The RFID device serves the same purpose as a bar code or a magnetic strip on
the back of a credit card or ATM card since it provides a unique identifier for that
object.
The RFID device must be scanned to retrieve the identifying
information from the cards or tags. A significant advantage of RFID devices over the others mentioned above is that
the RFID device does not need to be positioned precisely relative to the
scanner.
In contrast, RFID devices will work within a few feet (up to 20 feet for
high-frequency devices) of the scanner. Some short distance RFID works below than 10 cm. Some common problems with RFID are reader collision and tag collision. Reader collision
occurs when the signals from two or more readers overlap. The tag is unable to
respond to simultaneous queries.Systems must be carefully set up to avoid this
problem. Tag collision occurs when many tags are present in a small area. But
since the read time is very fast, it is easier for vendors to develop systems
that ensure that tags respond one at a time.
RFID tags may be used as:
- Animal tracking tags, inserted beneath the skin.
- Tags can be screw-shaped to identify items, trees or wooden items.

● **ROWS**
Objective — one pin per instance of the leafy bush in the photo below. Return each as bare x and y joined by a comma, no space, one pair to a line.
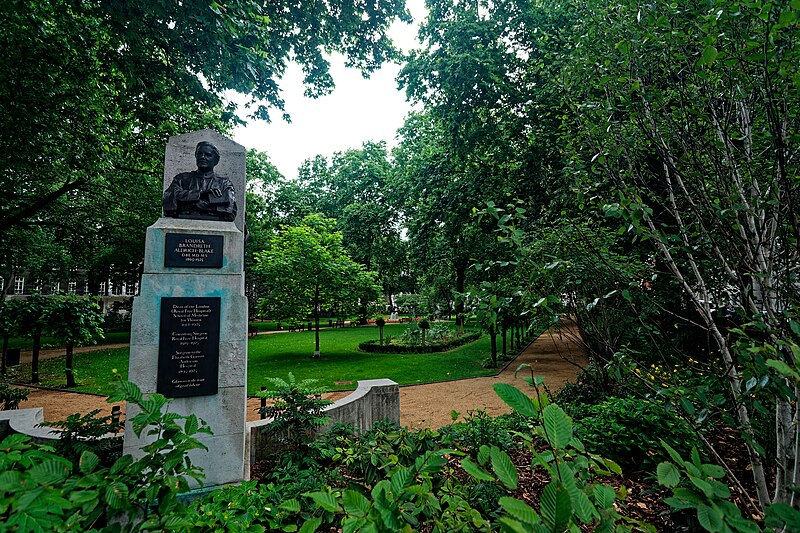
41,491
438,339
695,486
592,386
296,412
11,397
628,430
81,433
478,429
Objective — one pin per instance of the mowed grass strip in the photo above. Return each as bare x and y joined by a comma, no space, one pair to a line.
278,354
340,366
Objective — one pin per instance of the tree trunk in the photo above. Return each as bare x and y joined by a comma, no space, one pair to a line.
461,276
70,374
3,368
316,323
37,343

● **YOUR TASKS**
- a) According to the RFID passage, what can screw-shaped tags be used to identify?
- b) Pick up the RFID passage after its last line and continue it.
The records are separate material and have no connection to the RFID passage.

● **RESPONSE LIST**
- a) Items, trees, and wooden items.

- b)
- Credit-card shaped for use in access applications.
- Smart attendance and parking system.
RFID reader and tag(transponder)
System block diagram
Application of RFID in parking system
PBP Program
'program to use RFID reader and tag
DEFINE OSC 20
@ device hs_osc
INCLUDE "modedefs.bas" ' Include serial modes
DEFINE HSER_RCSTA 90h ' Definition serial modes utk Hserin
DEFINE HSER_TXSTA 24h
DEFINE HSER_BAUD 57600 ' 57600 Bauds rate
DEFINE HSER_SPBRG 21
DEFINE HSER_CLROERR 1
buf VAR BYTE(7)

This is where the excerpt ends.